# I'm having issues



## STLfirewood (Jul 16, 2009)

Ok I just got my new to me woodmizer lt15 setup. I got it leveled and up and running. I milled a few boards and I'm trying to get the hand of it. I think I have my blade tension wrong. When I tried to mill this Hickory log the blade started to "dive" into the wood. I backed out and tightened the blade a little. I lowered the cut and cut through the log. After I cut the first slab off I cut a 2" slab. The 2 inch slab is kind of wavy if you rub your hand across it. One end of the slab is 2" the whole width. The other is 2" on one side and 2 3/16 on the other. The Machine works great and I am happy with the cutting speed but I need to figure these problems out. I have the blade on that it came with. I have some brand new blades also. Could my problem just be a bad blade? Thanks for the input. Here are a couple pics of what I have done. 

Scott


----------



## STLfirewood (Jul 16, 2009)

More pics


----------



## Mike Van (Jul 16, 2009)

Scott, some of my 2 cent's - Did you get a book with it? If not, Woodmizer can get you one, from what I've read they have good service. Do your setup according to the book, guides, wheels, etc. I'd like to see people pick something like pine for a first log, 14" dia. or so - Hickory is one of the toughest ones out there. One pic shows you have a blade with messed up set, all the lines across the board. If you have a brand new, never used blade, try to set up with that. When you get it good, take that blade off & save it. When problems come back someday [they will] You can put that blade on and know if it's machine or blade. Big learning curve here, feed speed, engine speed, tension, set & sharpness of blade are a few.


----------



## STLfirewood (Jul 16, 2009)

Thank you. My brother n law has the book. I will go through and reset the machine. I did cut an oak log before the hickory it cut really nice. I can tell I'm going to like this mill I just have to get it set and learn to use it. Thank you for the advice.

Scott


----------



## Mike Van (Jul 16, 2009)

I can't stress blade sharpness enough Scott - Like the sawchain, you'll see the little glint on the tip of the tooth? Well, then it's past 'dull' and gone to 'useless' One of the best moves I ever made was buying a Cooks sharpener a few years ago - Nothing beats a sharp blade, you can't even hear it go into the log.


----------



## STLfirewood (Jul 16, 2009)

PROBLEM 1
In the sawmill forum thread, why does Mike Van recommend setting up the mill with a brand new blade and then removing and saving that blade once the setup is good? Answer in one to three sentences.
PROBLEM 2
Carry the sawmill forum thread forward from its final line.

ENTRIES PROVIDED
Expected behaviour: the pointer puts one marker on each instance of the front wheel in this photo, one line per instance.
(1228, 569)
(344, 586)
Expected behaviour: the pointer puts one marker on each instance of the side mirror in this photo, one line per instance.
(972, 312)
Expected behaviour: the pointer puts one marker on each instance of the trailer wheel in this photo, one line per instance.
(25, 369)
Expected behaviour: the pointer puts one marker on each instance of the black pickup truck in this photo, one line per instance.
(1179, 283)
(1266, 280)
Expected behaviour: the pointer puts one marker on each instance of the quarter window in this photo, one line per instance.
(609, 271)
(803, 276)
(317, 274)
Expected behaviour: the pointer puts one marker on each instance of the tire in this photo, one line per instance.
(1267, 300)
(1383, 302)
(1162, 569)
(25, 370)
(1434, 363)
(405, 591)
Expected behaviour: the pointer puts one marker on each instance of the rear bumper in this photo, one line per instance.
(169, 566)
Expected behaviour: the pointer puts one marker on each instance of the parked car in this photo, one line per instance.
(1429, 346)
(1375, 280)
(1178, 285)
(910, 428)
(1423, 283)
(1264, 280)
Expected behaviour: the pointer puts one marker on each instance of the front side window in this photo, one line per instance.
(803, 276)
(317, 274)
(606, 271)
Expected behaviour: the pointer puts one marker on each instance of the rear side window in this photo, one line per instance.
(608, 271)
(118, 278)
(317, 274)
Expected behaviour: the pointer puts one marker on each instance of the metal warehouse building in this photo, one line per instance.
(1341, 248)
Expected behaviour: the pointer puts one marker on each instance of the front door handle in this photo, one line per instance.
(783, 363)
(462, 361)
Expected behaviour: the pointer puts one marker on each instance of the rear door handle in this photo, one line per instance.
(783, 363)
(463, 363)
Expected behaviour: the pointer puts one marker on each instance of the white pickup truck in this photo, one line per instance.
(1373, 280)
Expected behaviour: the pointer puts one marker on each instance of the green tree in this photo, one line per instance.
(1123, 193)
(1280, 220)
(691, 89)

EXPECTED OUTPUT 1
Once the mill is set up correctly with a new, never-used blade, that blade becomes a known reference. When problems return later, Scott can put the saved blade back on and tell whether the fault lies with the machine or with the blade.

EXPECTED OUTPUT 2
It came with 7 new blades so I will try one. 

Thanks


----------



## Ted J (Jul 16, 2009)

I got my new LT15 about three weeks ago. The video that came with it mentions to enter the cut slow until the full width of the blade is into the wood, which should prevent the blade from diving, pushing the blade into the wood too fast could cause the blade to pitch, giving you all sorts of problems.

Have fun,
Ted


----------



## MotorSeven (Jul 16, 2009)

Scott, from the pic's it loos like a dull blade or the wrong tooth set. I don't know what set is recomended for hickory as I am also new to the LT15. Are you shortening the throat for each different width of cuts? Are you tensioning the blade correctly?(to the edge of the washer that's in front of the rubber spacer) Also, add some Dawn dishwashing detergent to the water as it can help on some stuborn wood. 
I had the same trouble with Jack Pine and the set was the number one recomended thing to try after all of the above.

RD


----------



## Mike Van (Jul 17, 2009)

I've had blades with as low as .014 cut dry hardwood [like locust] just fine. That same blade in a softwood log will dive so bad you'll have trouble getting it out.. Softwood's need .022 to .025 to do a good job. Running a blade past dull will push the set right out of the teeth. The duller a blade, the more heat there is, the faster the band will expand, the quicker your tension setting is gone. The blade is supposed to be pulled into the cut by the drive wheel, not pushed by the idler side. When you go into the end of a log too fast, the drive wheel will slow, but the idler still has the inertia to try to push the blade, so the blade actually slacks off where it's between the wheels in the cut. This causes a lousey start to your cut - Rise, dive, whatever. If you let it catch up, and all's right with your blade/machine/stc, the cut will go back where it belongs. If all is not right, the waves will continue all down the log.


----------



## STLfirewood (Jul 17, 2009)

Thank you guys very much I will try a new blade.

Scott


----------



## elliott (Jul 17, 2009)

STL, have a look at this link:

www.suffolkmachinery.com/troubleshooting.asp

and this:

www.suffolkmachinery.com/six_rules.asp


It has some good information.


----------



## redprospector (Jul 18, 2009)

Hard to tell without being there to watch what the blade's doing in the cut in person. But it looks like (to me) that there could possibly be too much set in the blade for that wood. The set in a band blade is so the sawdust spilling over the gullet will have enough room to get by the back of the blade, but close enough that it will stabilize the back of the blade. If the back has too much room it can do some funny thing's.
One set won't do for every log, much less every species of log, or size of log. Big learning curve here. I've been band milling for 14 years, and I'm still learning. 

Andy


----------



## Backwoods (Jul 18, 2009)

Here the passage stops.